== Task details ==
In the records that follow, find each line containing "below" and copy it.

[Referring expression data]
--- START ---

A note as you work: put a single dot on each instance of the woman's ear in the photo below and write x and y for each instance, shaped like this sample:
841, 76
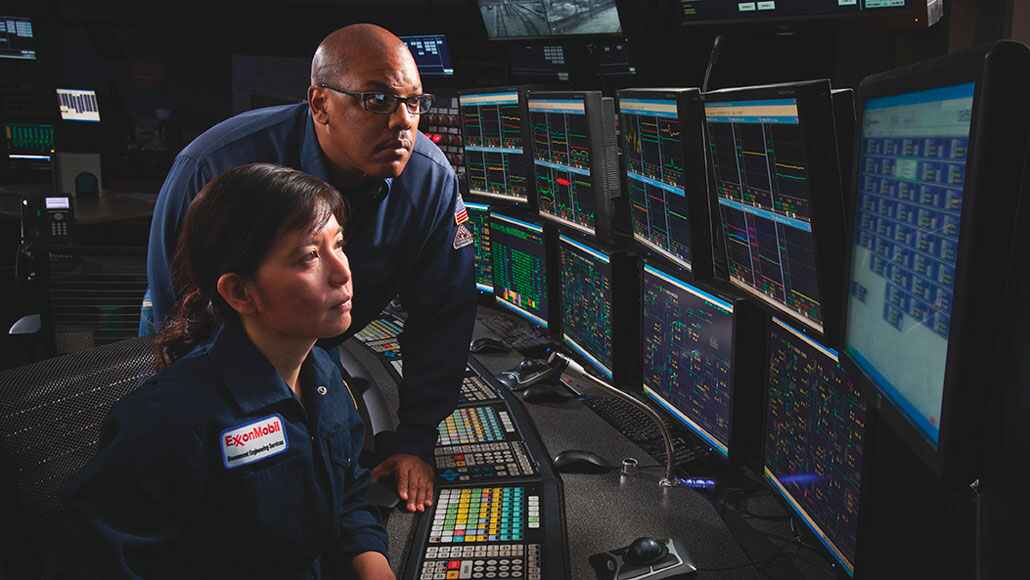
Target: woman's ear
234, 291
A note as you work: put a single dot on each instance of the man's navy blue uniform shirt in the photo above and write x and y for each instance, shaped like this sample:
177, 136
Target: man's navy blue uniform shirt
162, 500
401, 241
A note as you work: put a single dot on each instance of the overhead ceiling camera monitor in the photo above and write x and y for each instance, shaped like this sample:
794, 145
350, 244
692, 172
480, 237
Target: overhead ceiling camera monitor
575, 160
598, 293
432, 55
698, 346
815, 438
663, 160
937, 177
78, 104
519, 248
706, 11
479, 223
774, 160
531, 19
18, 42
495, 137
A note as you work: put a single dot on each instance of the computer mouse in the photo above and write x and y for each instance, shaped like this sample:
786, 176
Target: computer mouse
487, 344
542, 393
531, 365
578, 461
646, 550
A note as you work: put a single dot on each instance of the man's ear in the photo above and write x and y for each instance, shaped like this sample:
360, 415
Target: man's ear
318, 103
236, 293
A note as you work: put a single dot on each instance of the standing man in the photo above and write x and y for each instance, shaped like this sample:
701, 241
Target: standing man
358, 132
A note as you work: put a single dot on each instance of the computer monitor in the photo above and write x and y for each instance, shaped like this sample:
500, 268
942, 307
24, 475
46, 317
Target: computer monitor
814, 442
531, 19
432, 54
538, 63
698, 361
701, 11
495, 136
30, 141
479, 223
519, 249
938, 177
78, 104
665, 180
774, 161
576, 160
18, 41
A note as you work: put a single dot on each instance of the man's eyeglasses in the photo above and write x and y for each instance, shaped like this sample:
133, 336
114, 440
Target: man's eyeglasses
386, 103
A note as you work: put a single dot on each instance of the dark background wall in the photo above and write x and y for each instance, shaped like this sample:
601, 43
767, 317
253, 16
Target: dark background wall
164, 72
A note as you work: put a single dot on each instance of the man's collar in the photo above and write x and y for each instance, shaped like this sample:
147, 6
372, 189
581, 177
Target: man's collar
313, 163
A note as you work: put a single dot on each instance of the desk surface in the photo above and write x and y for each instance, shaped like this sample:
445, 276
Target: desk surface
608, 511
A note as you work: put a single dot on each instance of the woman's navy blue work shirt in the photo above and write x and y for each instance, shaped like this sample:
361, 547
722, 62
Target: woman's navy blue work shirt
213, 469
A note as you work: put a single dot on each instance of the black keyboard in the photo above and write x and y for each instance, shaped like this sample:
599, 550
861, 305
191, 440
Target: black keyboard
639, 428
517, 334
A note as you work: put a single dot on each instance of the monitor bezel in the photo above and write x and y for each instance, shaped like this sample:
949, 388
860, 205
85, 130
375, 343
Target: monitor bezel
802, 19
486, 208
867, 436
592, 110
746, 337
815, 113
530, 192
618, 33
991, 165
691, 112
549, 325
446, 43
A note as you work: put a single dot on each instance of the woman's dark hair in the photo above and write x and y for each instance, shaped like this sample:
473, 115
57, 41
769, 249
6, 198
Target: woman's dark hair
231, 227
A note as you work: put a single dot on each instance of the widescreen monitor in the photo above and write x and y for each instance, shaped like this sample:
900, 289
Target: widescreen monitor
575, 160
697, 348
78, 104
815, 434
776, 176
664, 174
519, 250
494, 136
937, 178
534, 19
432, 54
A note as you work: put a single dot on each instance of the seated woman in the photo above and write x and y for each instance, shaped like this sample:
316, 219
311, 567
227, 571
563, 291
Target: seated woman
239, 459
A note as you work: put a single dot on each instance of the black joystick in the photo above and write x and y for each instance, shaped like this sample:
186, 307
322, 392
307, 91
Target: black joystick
646, 550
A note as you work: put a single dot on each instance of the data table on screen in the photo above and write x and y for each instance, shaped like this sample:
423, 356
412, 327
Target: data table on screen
911, 178
765, 203
654, 162
562, 159
494, 156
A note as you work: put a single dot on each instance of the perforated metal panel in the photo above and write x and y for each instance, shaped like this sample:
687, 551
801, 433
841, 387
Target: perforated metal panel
52, 413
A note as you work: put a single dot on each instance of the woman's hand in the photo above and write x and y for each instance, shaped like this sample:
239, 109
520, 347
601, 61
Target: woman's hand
372, 566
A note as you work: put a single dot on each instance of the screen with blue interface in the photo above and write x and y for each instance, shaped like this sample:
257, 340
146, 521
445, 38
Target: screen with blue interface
561, 156
496, 164
16, 38
432, 55
479, 223
764, 200
815, 427
911, 178
654, 169
519, 267
688, 348
586, 302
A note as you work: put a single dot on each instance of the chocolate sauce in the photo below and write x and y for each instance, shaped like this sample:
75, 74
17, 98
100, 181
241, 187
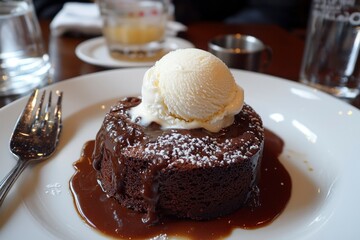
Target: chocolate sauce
108, 217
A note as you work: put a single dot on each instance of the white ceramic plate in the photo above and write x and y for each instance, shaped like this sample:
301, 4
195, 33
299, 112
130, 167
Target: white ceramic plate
94, 51
321, 153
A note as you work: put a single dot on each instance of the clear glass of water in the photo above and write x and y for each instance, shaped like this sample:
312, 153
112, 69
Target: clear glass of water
134, 29
24, 63
331, 60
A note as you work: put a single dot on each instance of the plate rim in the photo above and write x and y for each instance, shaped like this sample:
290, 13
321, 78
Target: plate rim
81, 51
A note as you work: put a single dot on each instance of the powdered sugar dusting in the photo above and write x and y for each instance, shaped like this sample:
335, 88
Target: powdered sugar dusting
183, 147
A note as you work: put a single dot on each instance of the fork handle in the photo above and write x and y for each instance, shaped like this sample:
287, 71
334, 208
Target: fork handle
9, 180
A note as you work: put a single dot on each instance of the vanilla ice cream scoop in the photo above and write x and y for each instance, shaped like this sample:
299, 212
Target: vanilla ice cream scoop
189, 88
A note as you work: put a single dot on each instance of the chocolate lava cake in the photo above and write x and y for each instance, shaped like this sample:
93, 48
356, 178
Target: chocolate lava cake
186, 173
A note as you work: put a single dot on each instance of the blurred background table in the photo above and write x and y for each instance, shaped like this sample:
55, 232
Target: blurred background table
287, 49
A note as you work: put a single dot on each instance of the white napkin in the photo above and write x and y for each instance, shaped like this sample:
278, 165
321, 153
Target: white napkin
85, 18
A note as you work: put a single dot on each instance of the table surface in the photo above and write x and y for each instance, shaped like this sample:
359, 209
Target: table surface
287, 49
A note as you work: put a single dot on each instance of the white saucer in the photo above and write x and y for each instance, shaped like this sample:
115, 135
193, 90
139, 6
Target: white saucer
94, 51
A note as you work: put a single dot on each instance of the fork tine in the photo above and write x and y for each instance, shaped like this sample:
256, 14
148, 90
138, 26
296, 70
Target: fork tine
25, 117
39, 109
58, 111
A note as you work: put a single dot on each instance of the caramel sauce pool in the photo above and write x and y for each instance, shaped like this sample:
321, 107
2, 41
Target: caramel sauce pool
108, 217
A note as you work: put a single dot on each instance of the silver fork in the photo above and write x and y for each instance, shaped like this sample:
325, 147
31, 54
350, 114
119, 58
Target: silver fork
35, 136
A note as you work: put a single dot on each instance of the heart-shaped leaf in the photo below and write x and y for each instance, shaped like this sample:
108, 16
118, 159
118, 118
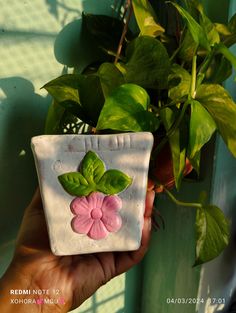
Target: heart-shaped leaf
148, 63
92, 167
183, 78
212, 233
146, 18
113, 182
222, 109
197, 31
126, 110
110, 78
202, 126
75, 184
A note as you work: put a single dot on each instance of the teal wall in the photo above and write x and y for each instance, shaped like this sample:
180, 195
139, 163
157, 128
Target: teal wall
36, 41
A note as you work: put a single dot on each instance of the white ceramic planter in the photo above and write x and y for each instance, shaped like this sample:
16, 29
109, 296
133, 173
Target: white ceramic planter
97, 218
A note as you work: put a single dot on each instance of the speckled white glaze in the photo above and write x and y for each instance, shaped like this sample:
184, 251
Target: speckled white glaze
58, 154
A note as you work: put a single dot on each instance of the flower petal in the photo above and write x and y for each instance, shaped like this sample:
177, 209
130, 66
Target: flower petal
112, 221
111, 204
81, 224
98, 230
95, 200
80, 206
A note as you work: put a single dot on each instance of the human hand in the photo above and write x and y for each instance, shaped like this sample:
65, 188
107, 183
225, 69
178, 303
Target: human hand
79, 276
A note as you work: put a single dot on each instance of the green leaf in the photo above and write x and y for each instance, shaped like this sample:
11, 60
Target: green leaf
227, 33
148, 63
92, 167
232, 24
65, 87
202, 127
106, 30
210, 29
75, 184
212, 233
126, 110
195, 162
178, 151
196, 30
54, 117
146, 18
187, 47
110, 78
65, 91
222, 109
113, 182
183, 78
219, 70
91, 97
227, 54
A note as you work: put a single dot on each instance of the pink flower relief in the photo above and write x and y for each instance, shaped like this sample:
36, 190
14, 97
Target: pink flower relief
96, 215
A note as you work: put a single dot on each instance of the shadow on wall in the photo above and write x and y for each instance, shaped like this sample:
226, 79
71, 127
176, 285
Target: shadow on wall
73, 48
22, 115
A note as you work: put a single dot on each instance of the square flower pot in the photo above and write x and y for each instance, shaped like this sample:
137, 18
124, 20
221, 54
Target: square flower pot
93, 189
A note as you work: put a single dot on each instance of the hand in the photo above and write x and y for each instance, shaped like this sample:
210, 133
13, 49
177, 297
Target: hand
78, 277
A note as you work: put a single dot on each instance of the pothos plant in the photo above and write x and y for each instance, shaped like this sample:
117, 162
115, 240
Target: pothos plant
162, 77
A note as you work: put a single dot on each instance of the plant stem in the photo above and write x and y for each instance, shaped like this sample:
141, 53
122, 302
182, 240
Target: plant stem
181, 203
125, 29
193, 78
204, 67
171, 130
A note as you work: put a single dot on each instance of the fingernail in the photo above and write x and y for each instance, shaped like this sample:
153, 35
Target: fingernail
149, 223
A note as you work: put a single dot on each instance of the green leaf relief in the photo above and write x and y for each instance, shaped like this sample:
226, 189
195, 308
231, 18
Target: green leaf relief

--- END ---

== The answer ==
A note as you work: put a single dot on each instance of the woman's ear in the photo below and write x and y for each instance, shaped like this sample:
A note as you work: put a single dot on each instance of the chocolate sauce in the photo below and write x and y for each instance, shaped like this sample:
A note as you work: put a single dot on each instance of the heart-shaped leaf in the photo below and write x and y for each instance, shaped like this sample:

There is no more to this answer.